Activity: Print all entries below exactly, without images.

Supplied data:
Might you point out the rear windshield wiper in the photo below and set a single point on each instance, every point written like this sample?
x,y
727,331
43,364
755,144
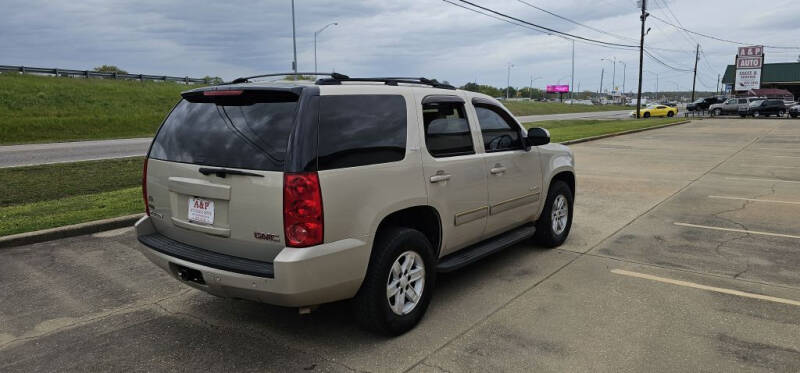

Written response:
Might you point out the rear windshield wiper in the photo below and set a single point on each instance, every point written like this sample?
x,y
727,331
43,364
755,144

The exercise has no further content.